Records from a dataset
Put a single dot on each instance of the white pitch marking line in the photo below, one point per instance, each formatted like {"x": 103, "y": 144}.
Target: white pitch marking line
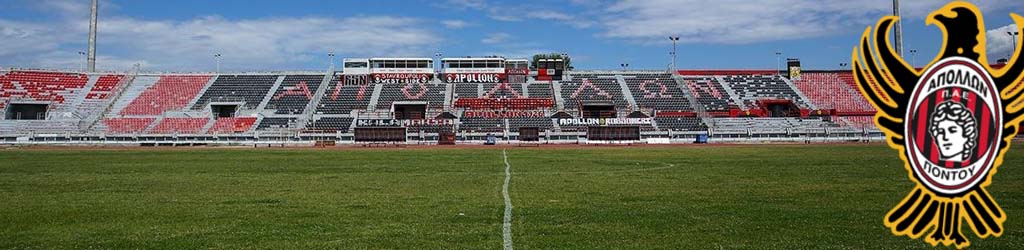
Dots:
{"x": 507, "y": 221}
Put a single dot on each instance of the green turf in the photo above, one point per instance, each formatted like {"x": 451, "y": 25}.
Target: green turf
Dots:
{"x": 779, "y": 197}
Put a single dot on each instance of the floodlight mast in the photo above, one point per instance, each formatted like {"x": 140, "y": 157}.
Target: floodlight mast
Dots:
{"x": 92, "y": 35}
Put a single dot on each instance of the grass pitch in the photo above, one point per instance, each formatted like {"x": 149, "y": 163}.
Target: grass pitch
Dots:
{"x": 779, "y": 197}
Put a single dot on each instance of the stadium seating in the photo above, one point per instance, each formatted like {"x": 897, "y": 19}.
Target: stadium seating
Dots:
{"x": 103, "y": 86}
{"x": 709, "y": 92}
{"x": 433, "y": 93}
{"x": 171, "y": 92}
{"x": 468, "y": 90}
{"x": 294, "y": 94}
{"x": 540, "y": 90}
{"x": 179, "y": 125}
{"x": 342, "y": 97}
{"x": 53, "y": 87}
{"x": 833, "y": 91}
{"x": 249, "y": 89}
{"x": 232, "y": 125}
{"x": 656, "y": 91}
{"x": 752, "y": 88}
{"x": 589, "y": 88}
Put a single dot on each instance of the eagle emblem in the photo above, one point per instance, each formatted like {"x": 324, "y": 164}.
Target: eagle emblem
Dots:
{"x": 951, "y": 122}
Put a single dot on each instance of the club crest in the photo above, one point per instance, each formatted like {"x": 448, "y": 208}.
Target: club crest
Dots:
{"x": 951, "y": 121}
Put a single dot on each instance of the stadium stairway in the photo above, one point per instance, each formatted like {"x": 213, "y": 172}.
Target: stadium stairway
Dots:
{"x": 114, "y": 97}
{"x": 627, "y": 92}
{"x": 807, "y": 101}
{"x": 269, "y": 94}
{"x": 732, "y": 93}
{"x": 699, "y": 109}
{"x": 202, "y": 92}
{"x": 449, "y": 96}
{"x": 376, "y": 96}
{"x": 307, "y": 114}
{"x": 556, "y": 88}
{"x": 80, "y": 97}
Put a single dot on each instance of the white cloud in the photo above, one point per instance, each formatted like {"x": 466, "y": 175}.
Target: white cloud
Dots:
{"x": 509, "y": 12}
{"x": 999, "y": 43}
{"x": 455, "y": 24}
{"x": 496, "y": 38}
{"x": 188, "y": 45}
{"x": 736, "y": 22}
{"x": 467, "y": 4}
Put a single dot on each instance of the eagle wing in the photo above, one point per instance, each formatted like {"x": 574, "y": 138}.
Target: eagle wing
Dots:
{"x": 876, "y": 71}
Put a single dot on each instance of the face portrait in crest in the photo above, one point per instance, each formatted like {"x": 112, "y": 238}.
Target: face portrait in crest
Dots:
{"x": 954, "y": 130}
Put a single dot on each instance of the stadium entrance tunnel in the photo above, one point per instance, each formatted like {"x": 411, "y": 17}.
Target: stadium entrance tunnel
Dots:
{"x": 224, "y": 111}
{"x": 410, "y": 112}
{"x": 598, "y": 111}
{"x": 380, "y": 134}
{"x": 26, "y": 112}
{"x": 780, "y": 108}
{"x": 620, "y": 133}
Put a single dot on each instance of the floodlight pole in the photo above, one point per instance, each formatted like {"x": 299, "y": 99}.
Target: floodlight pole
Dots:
{"x": 778, "y": 63}
{"x": 92, "y": 35}
{"x": 898, "y": 31}
{"x": 216, "y": 57}
{"x": 330, "y": 56}
{"x": 675, "y": 41}
{"x": 913, "y": 57}
{"x": 1013, "y": 37}
{"x": 81, "y": 60}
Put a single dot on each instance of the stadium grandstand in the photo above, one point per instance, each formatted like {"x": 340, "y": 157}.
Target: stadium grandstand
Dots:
{"x": 408, "y": 100}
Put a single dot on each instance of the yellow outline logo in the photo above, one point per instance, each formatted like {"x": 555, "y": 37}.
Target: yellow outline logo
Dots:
{"x": 958, "y": 83}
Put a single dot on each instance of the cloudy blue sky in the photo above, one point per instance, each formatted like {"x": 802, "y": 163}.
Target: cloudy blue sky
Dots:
{"x": 260, "y": 35}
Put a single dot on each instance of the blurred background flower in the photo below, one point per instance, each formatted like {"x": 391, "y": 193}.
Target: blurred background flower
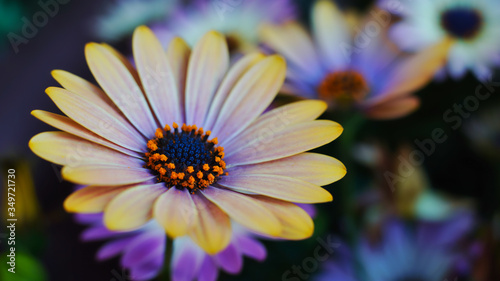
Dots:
{"x": 370, "y": 78}
{"x": 473, "y": 24}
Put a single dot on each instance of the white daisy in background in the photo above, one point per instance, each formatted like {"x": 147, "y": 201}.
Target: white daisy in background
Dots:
{"x": 123, "y": 16}
{"x": 237, "y": 20}
{"x": 472, "y": 23}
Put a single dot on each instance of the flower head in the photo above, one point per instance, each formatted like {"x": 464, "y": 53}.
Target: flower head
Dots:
{"x": 226, "y": 160}
{"x": 348, "y": 69}
{"x": 473, "y": 24}
{"x": 122, "y": 17}
{"x": 237, "y": 20}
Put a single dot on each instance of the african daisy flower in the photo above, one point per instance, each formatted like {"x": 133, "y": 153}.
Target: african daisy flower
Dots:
{"x": 142, "y": 251}
{"x": 226, "y": 160}
{"x": 347, "y": 74}
{"x": 237, "y": 20}
{"x": 472, "y": 23}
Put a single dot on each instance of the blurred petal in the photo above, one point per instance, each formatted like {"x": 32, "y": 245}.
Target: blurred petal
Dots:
{"x": 230, "y": 259}
{"x": 331, "y": 33}
{"x": 393, "y": 109}
{"x": 209, "y": 270}
{"x": 414, "y": 72}
{"x": 294, "y": 43}
{"x": 250, "y": 247}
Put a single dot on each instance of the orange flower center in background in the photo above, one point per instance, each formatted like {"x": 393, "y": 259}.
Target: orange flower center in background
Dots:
{"x": 343, "y": 87}
{"x": 185, "y": 158}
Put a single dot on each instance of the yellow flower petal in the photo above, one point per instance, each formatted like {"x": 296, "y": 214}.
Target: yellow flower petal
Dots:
{"x": 275, "y": 121}
{"x": 96, "y": 119}
{"x": 244, "y": 210}
{"x": 176, "y": 212}
{"x": 92, "y": 199}
{"x": 132, "y": 208}
{"x": 105, "y": 175}
{"x": 157, "y": 77}
{"x": 292, "y": 140}
{"x": 279, "y": 187}
{"x": 295, "y": 222}
{"x": 239, "y": 68}
{"x": 315, "y": 168}
{"x": 212, "y": 231}
{"x": 178, "y": 54}
{"x": 120, "y": 85}
{"x": 208, "y": 64}
{"x": 65, "y": 149}
{"x": 66, "y": 124}
{"x": 251, "y": 95}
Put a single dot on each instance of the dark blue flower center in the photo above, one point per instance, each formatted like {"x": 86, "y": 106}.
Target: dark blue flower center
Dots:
{"x": 185, "y": 158}
{"x": 461, "y": 22}
{"x": 185, "y": 150}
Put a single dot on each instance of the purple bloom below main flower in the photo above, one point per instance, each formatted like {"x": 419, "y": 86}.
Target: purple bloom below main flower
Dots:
{"x": 142, "y": 251}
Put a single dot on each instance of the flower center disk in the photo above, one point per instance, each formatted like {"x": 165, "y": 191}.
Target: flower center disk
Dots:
{"x": 185, "y": 158}
{"x": 462, "y": 22}
{"x": 343, "y": 87}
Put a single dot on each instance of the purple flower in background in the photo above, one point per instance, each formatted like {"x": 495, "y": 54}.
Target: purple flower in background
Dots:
{"x": 238, "y": 20}
{"x": 424, "y": 252}
{"x": 142, "y": 251}
{"x": 473, "y": 24}
{"x": 190, "y": 262}
{"x": 350, "y": 69}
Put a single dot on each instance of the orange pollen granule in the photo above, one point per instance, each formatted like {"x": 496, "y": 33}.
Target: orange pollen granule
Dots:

## INSTRUCTIONS FOR THE TASK
Find the lines above that hold "background", then copy each of them.

## ANSWER TO THE PROBLEM
Put a single dot on each instance of the blurred background flower in the photo below, one point per instance, each formatted like {"x": 391, "y": 193}.
Target: blurred background flower
Put a single dot on each instance of the white daisy in background in the photo above, one point per instance, each formatted like {"x": 147, "y": 201}.
Target: white daisy in background
Put a single dot on each instance of the orange flower center in background in the photo above, one point per instance, each formatted like {"x": 393, "y": 259}.
Target: orange flower center in background
Put a single dot on each instance of the purple flower in background in the photo above, one point per instance, each formatted like {"x": 495, "y": 54}.
Target: purple flower in background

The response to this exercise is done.